▶ YOUR TASK:
Copy out every line of the records below word for word, but leave out the pictures.

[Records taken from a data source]
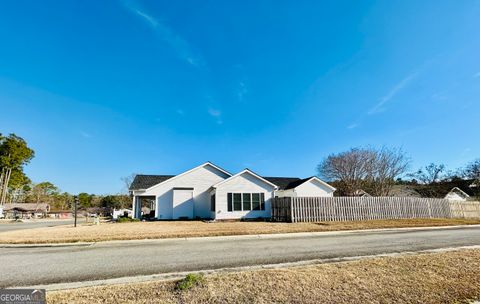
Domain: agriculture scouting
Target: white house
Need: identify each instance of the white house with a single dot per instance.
(208, 191)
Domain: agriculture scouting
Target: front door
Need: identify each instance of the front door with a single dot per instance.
(182, 203)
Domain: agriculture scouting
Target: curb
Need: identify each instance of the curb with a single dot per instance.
(48, 245)
(179, 275)
(242, 237)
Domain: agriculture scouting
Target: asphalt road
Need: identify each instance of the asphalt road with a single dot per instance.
(33, 266)
(34, 224)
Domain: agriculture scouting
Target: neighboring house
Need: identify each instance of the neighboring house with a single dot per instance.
(457, 194)
(208, 191)
(404, 191)
(26, 210)
(60, 214)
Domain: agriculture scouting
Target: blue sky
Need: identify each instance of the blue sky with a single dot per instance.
(101, 90)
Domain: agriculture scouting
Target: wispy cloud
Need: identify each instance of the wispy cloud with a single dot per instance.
(353, 126)
(167, 34)
(85, 134)
(241, 91)
(217, 114)
(379, 107)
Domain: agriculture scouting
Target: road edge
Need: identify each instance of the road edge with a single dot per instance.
(241, 237)
(179, 275)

▶ TASK SOLUTION:
Domain: agriculture scouting
Target: white house
Need: identify each instance of the white house with a single dot per instance.
(208, 191)
Domain: agriculture scouting
Target: front door
Need: identify each instance of the front door with a single dot per instance.
(182, 203)
Domain: agriculture scouting
Target: curb
Need: identify each instance of the curb with a single dot per instance.
(48, 245)
(179, 275)
(242, 237)
Domain: agriculture scouting
Target: asphalt road
Need: identify each instance of the asphalt road with a single dot per instance.
(33, 266)
(34, 224)
Domain: agriculture scouting
Target: neighboring house
Need: identify each instance of the neighboring house with a single dot per instance.
(457, 194)
(208, 191)
(404, 191)
(26, 210)
(60, 214)
Domain: agriculture scouting
Target: blue sky
Need: identify each instance of the blue sky with a single dot per instance.
(101, 90)
Domain: agriculture scouting
Target: wispy cloud
Need: identify each instance of the wispy cloud with a single dot per instance.
(353, 126)
(167, 34)
(85, 134)
(241, 91)
(217, 114)
(379, 107)
Domain: agriculture scouting
Target: road edge
Need: identify each instance of the road edge with a single dot per instance.
(241, 237)
(179, 275)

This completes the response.